## Data records:

• • • •

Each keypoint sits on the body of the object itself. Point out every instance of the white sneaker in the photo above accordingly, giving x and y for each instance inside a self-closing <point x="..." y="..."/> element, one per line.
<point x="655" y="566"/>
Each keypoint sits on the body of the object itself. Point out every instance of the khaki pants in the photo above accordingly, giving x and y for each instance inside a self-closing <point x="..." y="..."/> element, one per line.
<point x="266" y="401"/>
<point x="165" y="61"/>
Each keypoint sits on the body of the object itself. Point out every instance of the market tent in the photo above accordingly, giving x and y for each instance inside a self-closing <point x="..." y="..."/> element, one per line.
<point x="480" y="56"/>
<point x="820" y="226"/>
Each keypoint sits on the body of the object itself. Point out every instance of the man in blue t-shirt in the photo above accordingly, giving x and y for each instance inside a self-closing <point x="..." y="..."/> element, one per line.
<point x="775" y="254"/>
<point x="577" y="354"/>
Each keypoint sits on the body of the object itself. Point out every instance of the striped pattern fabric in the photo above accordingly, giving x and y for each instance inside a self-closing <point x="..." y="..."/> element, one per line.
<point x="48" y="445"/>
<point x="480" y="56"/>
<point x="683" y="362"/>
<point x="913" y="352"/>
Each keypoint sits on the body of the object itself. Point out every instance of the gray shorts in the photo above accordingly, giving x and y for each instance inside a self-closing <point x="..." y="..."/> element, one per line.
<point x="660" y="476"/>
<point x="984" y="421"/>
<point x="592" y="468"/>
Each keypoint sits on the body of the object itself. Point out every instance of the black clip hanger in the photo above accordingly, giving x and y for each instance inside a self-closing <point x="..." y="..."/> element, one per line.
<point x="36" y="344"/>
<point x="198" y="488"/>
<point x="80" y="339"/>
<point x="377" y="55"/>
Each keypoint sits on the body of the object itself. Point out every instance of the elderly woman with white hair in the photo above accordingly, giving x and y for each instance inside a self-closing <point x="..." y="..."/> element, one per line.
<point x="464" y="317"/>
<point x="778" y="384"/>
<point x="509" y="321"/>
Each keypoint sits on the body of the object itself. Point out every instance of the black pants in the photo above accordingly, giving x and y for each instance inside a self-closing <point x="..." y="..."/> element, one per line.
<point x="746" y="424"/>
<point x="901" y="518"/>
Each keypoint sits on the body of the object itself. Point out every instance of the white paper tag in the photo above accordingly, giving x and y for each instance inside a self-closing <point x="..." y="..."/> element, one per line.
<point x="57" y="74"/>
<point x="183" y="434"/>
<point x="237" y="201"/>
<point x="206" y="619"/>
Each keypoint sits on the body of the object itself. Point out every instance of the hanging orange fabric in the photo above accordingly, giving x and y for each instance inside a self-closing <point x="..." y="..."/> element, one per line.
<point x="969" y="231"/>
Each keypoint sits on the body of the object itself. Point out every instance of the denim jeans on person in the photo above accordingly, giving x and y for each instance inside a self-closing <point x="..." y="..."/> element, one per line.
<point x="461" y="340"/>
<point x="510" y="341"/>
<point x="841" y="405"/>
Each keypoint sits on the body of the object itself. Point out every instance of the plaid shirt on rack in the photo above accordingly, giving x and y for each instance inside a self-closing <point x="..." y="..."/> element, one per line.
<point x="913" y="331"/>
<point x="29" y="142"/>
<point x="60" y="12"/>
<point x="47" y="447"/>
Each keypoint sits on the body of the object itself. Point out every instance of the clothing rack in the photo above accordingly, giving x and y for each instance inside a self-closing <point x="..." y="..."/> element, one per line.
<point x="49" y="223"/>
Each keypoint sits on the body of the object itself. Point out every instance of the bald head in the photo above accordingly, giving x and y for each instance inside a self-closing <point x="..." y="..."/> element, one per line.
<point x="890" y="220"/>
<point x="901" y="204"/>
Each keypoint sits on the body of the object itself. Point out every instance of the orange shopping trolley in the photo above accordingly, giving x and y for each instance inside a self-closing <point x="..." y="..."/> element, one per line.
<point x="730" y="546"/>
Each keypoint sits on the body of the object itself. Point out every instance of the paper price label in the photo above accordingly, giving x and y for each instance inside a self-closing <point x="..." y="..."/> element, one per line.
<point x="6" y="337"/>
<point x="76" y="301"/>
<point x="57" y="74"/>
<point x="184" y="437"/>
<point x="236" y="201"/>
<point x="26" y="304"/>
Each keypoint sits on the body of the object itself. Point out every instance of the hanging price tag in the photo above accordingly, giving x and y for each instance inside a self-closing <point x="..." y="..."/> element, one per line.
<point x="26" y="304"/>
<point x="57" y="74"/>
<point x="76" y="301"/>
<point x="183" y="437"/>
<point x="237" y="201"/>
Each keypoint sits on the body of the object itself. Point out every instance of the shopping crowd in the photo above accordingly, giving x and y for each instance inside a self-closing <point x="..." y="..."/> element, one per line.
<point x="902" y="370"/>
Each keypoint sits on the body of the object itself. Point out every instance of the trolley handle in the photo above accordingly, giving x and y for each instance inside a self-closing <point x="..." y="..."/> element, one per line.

• • • •

## What the task asks:
Print every line of the records exactly. Omit nothing.

## Result below:
Each keypoint sits on the body of the object itself. Point out every instance of the white sneaker in the photo above accordingly, giving x and y for each instance inside a self-closing <point x="..." y="..."/> element, one per line.
<point x="655" y="566"/>
Each keypoint sits on the body of the object itself. Point out every instance of the khaki pants in the photo above accordingly, giving x and y for each instance inside a self-closing <point x="..." y="..."/> element, one per line.
<point x="266" y="401"/>
<point x="165" y="61"/>
Each keypoint sits on the body of the object itself. Point out every instance of the market tent in the photo above accordingly, giving x and y for each instance inside a self-closing <point x="..." y="..."/> element, one per line.
<point x="480" y="56"/>
<point x="820" y="226"/>
Each keypoint sits on the body of the object itself. Point out every instance of the man in blue t-shirt in the photo above accordingly, giving x and y for each instance inside a self-closing <point x="..." y="..."/> element, one per line.
<point x="775" y="254"/>
<point x="577" y="354"/>
Each keypoint sits on the body of the object itself. Point out every instance of the striped pattern fabric in the photo above accordingly, giving x and y for each instance inside a self-closing <point x="..." y="..."/> element, one per line.
<point x="48" y="445"/>
<point x="480" y="56"/>
<point x="683" y="362"/>
<point x="913" y="352"/>
Each keypoint sits on the body of the object itself. Point out every instance of the gray shorts in the photo above accordingly, giving x and y for each instance inside a self-closing <point x="..." y="..."/> element, one per line.
<point x="660" y="476"/>
<point x="984" y="421"/>
<point x="592" y="468"/>
Each keypoint sits on the body of the object itself. Point out every instance of the black clip hanger in the photo above accordingly, giving x and y for each instance inside a self-closing <point x="..." y="..."/> element, one per line.
<point x="36" y="344"/>
<point x="198" y="488"/>
<point x="80" y="339"/>
<point x="377" y="55"/>
Each keypoint sits on the body of the object itself. Point out every instance of the elderly woman with white hair in the photo above accordingly, giving x and y for each instance inside a self-closing <point x="..." y="..."/> element, one per line.
<point x="464" y="317"/>
<point x="778" y="384"/>
<point x="509" y="321"/>
Each keypoint sits on the body of the object itself. Point out every instance of the black pants in the photo above accordingly, giving x and y for each instance inside a self-closing <point x="..." y="..."/> element, one per line.
<point x="746" y="424"/>
<point x="901" y="518"/>
Each keypoint sits on the body of the object itself. Point out every instance of the white paper tag in the photo above accordingly, giving x and y for each instance inside a self-closing <point x="..." y="..."/> element, one per line.
<point x="57" y="74"/>
<point x="183" y="434"/>
<point x="237" y="201"/>
<point x="206" y="619"/>
Each keypoint sits on the body of the object itself. Point out every instance of the hanging orange fabric in the photo above accordingly, giving x and y for each instance inside a self-closing <point x="..." y="..."/> element, one per line.
<point x="969" y="231"/>
Each keypoint sits on the body of the object itself. Point out every instance of the denim jeans on person in the photo above accordingly, giving x and y for each instance inside a self-closing <point x="..." y="..."/> element, one per line.
<point x="461" y="340"/>
<point x="510" y="341"/>
<point x="841" y="405"/>
Each keypoint sits on the body of the object itself. Point out every instance of the plaid shirt on rack in the photo above accordingly, giving x and y for each instance inside a self-closing <point x="..." y="..."/> element, one per line.
<point x="913" y="331"/>
<point x="29" y="142"/>
<point x="60" y="12"/>
<point x="47" y="447"/>
Each keypoint sits on the body of the object itself. Point out every instance of the clothing rack in the photo above accordingly, giving x and y for each instance inside a self-closing <point x="..." y="..."/> element, one per line.
<point x="49" y="223"/>
Each keypoint sits on the body of the object itself. Point out every instance of the bald head in the photo above accordingly, giving x and y for each instance inside a self-closing <point x="..." y="..."/> element, one per line.
<point x="890" y="220"/>
<point x="901" y="204"/>
Each keypoint sits on the body of the object itself. Point out every instance of the orange shopping trolley in the photo above accordingly, giving x and y for each instance inside a self-closing <point x="..." y="..."/> element, one per line.
<point x="730" y="546"/>
Each keypoint sits on the body of the object itself. Point out every instance of the paper price label in the photo above accordingly, giving x and y for each instance inside a self-closing <point x="..." y="..."/> element, one per line.
<point x="6" y="337"/>
<point x="76" y="301"/>
<point x="57" y="74"/>
<point x="184" y="437"/>
<point x="236" y="201"/>
<point x="26" y="304"/>
Each keypoint sits on the body of the object itself. Point out every instance of the hanging price tag in the photo above accordingly, giving x and y for each instance inside a self-closing <point x="..." y="..."/> element, one per line.
<point x="26" y="304"/>
<point x="57" y="74"/>
<point x="76" y="301"/>
<point x="183" y="437"/>
<point x="237" y="201"/>
Each keypoint sits on the body of the object itself. Point out every instance of the shopping crowd in the photo above accordingly, giving x and y for each instance inside a self-closing <point x="..." y="..."/> element, one per line.
<point x="902" y="370"/>
Each keypoint sits on the body of the object itself. Point out every instance of the trolley handle in the photo above accordingly, giving x and y for each instance inside a self-closing <point x="..." y="..."/> element, one per line.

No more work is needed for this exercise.